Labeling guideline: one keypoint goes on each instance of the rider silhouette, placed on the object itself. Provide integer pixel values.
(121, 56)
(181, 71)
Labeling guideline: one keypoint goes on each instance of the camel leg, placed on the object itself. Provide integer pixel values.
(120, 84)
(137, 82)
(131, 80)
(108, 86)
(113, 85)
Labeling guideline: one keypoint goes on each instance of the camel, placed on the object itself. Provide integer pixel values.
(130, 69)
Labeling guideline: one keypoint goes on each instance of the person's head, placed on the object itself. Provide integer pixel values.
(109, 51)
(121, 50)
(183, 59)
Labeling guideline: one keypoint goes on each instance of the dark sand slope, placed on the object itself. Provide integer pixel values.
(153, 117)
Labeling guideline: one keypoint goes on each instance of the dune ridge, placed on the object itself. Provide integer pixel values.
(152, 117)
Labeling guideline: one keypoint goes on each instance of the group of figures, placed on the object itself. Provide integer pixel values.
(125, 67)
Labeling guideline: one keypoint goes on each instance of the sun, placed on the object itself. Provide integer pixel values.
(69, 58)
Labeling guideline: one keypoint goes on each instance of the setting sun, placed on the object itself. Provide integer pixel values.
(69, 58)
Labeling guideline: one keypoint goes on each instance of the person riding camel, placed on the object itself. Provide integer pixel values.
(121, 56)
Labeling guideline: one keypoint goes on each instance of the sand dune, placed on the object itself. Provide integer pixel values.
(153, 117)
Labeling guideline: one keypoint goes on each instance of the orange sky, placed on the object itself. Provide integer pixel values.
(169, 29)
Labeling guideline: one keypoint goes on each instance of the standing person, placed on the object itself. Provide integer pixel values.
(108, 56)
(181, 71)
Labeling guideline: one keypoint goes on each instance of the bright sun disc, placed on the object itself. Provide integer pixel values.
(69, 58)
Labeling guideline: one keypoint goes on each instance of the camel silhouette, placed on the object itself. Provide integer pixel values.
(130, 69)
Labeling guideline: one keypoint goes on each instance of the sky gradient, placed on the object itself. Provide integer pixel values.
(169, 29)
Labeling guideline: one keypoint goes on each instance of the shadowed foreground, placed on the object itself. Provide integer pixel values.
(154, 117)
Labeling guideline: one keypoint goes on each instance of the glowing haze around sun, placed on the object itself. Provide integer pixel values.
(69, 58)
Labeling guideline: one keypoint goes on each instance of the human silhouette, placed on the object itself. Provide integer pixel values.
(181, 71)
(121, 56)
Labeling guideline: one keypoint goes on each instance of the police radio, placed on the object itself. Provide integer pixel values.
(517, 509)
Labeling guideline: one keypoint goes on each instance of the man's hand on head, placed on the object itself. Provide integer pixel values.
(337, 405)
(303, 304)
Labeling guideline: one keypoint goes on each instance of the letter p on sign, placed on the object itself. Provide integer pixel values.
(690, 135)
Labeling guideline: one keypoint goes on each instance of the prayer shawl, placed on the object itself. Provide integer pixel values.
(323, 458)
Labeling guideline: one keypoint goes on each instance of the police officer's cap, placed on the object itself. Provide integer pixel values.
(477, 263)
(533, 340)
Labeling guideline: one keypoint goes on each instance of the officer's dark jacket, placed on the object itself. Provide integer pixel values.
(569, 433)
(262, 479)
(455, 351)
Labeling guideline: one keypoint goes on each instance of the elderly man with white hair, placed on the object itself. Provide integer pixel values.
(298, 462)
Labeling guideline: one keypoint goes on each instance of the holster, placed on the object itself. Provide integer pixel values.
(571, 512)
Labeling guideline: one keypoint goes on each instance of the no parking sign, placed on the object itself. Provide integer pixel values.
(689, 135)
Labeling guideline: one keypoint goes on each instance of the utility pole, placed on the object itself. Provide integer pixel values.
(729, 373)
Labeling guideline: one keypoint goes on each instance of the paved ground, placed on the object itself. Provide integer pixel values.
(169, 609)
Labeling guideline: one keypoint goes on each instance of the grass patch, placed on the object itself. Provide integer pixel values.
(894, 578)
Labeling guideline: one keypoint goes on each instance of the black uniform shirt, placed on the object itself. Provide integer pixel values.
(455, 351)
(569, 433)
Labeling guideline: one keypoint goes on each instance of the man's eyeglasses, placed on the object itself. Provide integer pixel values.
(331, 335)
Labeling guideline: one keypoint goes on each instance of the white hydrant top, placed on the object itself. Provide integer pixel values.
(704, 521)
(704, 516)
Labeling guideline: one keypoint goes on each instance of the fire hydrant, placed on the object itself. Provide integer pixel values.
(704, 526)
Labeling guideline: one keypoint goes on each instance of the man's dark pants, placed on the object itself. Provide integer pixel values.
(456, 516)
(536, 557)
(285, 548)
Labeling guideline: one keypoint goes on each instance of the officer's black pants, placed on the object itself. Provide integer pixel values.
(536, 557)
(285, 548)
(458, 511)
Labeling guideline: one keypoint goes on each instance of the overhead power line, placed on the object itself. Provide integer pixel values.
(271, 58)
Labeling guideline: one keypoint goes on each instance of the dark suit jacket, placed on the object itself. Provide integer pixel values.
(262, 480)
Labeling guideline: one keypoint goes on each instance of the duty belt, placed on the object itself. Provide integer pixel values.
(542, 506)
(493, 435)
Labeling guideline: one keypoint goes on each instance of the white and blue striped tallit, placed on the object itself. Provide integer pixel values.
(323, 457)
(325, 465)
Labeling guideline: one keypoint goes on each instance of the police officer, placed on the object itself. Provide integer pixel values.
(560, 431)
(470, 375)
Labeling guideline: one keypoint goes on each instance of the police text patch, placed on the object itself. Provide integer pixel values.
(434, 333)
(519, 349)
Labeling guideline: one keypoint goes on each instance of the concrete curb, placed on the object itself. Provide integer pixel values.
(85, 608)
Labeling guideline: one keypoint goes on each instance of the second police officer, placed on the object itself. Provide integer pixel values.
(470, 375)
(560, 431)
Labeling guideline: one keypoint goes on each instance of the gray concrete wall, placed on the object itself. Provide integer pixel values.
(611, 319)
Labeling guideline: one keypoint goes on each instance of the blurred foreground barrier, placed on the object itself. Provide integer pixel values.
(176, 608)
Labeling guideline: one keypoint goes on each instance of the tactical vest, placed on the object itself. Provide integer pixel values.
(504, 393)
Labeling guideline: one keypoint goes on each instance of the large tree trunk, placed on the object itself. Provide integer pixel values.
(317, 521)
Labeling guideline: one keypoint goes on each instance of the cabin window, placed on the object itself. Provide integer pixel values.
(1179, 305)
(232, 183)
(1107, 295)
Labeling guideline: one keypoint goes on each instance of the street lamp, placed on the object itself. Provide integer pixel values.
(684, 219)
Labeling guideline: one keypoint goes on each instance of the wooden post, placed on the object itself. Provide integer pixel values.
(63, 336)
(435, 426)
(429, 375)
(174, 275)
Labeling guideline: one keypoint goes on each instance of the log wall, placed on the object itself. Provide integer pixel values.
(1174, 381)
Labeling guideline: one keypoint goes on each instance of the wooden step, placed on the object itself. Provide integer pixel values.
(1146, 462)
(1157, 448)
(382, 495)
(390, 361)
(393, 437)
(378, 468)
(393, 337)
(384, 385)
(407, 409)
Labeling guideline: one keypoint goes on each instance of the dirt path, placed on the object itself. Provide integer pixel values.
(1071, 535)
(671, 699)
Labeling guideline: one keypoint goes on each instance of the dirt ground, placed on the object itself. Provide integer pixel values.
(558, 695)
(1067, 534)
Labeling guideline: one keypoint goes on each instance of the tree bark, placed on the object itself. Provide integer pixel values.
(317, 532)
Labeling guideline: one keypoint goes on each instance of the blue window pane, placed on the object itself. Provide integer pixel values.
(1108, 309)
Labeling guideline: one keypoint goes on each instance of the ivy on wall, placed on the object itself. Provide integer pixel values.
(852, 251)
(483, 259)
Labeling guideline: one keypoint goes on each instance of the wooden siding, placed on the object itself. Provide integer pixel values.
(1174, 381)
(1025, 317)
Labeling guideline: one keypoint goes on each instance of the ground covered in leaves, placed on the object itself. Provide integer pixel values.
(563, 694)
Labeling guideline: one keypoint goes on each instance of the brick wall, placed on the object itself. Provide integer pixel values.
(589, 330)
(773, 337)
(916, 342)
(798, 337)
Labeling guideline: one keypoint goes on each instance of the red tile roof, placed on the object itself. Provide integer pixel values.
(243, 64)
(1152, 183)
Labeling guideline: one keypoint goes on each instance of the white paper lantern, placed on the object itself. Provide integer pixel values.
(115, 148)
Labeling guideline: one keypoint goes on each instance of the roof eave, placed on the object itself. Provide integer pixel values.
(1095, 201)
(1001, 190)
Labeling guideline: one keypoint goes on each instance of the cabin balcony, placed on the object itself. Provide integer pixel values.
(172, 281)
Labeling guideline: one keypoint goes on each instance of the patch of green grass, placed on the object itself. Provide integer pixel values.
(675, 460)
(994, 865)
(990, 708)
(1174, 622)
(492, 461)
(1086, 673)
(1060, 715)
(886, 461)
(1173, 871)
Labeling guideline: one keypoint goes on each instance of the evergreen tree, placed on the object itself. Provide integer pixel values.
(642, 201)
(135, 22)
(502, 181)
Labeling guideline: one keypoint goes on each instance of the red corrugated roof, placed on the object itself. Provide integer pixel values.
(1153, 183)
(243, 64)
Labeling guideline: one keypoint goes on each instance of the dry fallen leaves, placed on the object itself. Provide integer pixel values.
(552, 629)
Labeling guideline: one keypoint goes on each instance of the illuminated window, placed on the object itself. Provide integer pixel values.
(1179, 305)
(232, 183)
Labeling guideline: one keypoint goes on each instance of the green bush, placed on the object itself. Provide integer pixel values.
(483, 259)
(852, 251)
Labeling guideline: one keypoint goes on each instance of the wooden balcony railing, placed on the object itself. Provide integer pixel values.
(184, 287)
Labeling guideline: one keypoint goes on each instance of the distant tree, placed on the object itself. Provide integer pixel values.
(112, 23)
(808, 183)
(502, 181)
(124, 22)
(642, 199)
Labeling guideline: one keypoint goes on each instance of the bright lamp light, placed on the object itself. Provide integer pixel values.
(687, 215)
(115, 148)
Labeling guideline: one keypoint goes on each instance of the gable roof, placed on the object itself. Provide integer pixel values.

:::::

STATED PROBLEM:
Extract exactly the lines between the line containing "the wooden balcony" and the end of the data, including both.

FULL ANSWER:
Labeling guideline: one keypoint goes on each instance of the wooden balcony railing, placed on the object itself. Provide integer pixel values.
(184, 287)
Labeling guideline: one keypoint goes on each instance of the distant tree, placed on the object itself. Provide integer pixel values.
(112, 23)
(808, 183)
(502, 181)
(124, 22)
(642, 199)
Labeling guideline: one keypoint goes on each instance of the bright lamp light, placed on the object itself. Provide integer pixel values.
(687, 215)
(115, 148)
Labeling guideline: one keypoint goes on each instance of the gable roof, placed on the object itself. Provide integer pixel values.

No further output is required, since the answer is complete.